Violeta Mikić

Pausenbrief 01 | 2022

Glockenklang a la casa

...und selbst wer am Rande von Berlin lebt, soll noch gesehen haben, dass der Himmel über der City an Silvester diesmal so bunt wie selten in den letzten Jahren war – Raketenknall, Goldregenstaub, Feuerkonfetti, sogar in Hamburg habe man es noch gesehen! Und für dessen City und Umland galt dasselbe und ebenso für Köln, München, Frankfurt, Hannover, Kiel, Dresden, Freiburg, Rostock, Trier... Denn sie feiern nämlich doch, liebe Leserinnen und Leser! Wer? – Wir, die Menschen! Obwohl diesmal "coronabedingt" ein bundesweites Verbot für Silvesterböllerei vorgelegen hat.


Selbst bin ich eigentlich gar kein Silvester-Fan. Tatsächlich passieren jedes Jahr schlimme Unfälle, ausgelöst durch Fahrlässigkeit im Umgang mit Brandsätzen fürs Lustigsein. Pyrotechnik ist nicht umsonst ein Beruf. Es kann insofern kein gesellschaftliches Ethos sein, Feierlichkeiten abzuhalten, bei denen Leute verletzt werden. Aber: Ist es deshalb erlaubt, Feierlichkeiten zu verbieten, weil, – ja, warum eigentlich?

**ANGEZEIGTE DATEN**
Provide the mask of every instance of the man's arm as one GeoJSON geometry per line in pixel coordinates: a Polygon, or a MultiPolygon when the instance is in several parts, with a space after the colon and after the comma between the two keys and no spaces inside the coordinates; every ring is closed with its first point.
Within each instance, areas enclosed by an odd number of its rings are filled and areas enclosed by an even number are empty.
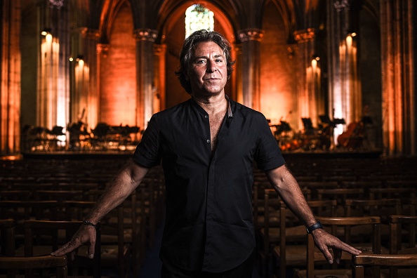
{"type": "MultiPolygon", "coordinates": [[[[317,220],[311,208],[308,206],[298,183],[285,165],[265,171],[266,176],[279,194],[286,206],[303,222],[305,227],[310,227],[317,220]]],[[[317,229],[312,232],[315,242],[324,255],[329,263],[333,263],[333,258],[329,249],[332,249],[334,259],[339,263],[342,251],[352,255],[359,255],[359,250],[341,241],[338,238],[329,234],[323,229],[317,229]]]]}
{"type": "MultiPolygon", "coordinates": [[[[121,204],[140,184],[149,168],[135,164],[132,159],[126,163],[86,216],[85,220],[97,224],[106,214],[121,204]]],[[[81,244],[88,244],[88,256],[94,256],[95,229],[91,225],[82,225],[72,239],[51,255],[60,256],[73,251],[81,244]]]]}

**ZU ERLEDIGEN**
Welches Verbot galt laut dem Text über Silvester diesmal? Das Material stammt aus einer anderen Quelle.

**ERGEBNIS**
Ein coronabedingtes bundesweites Verbot für Silvesterböllerei.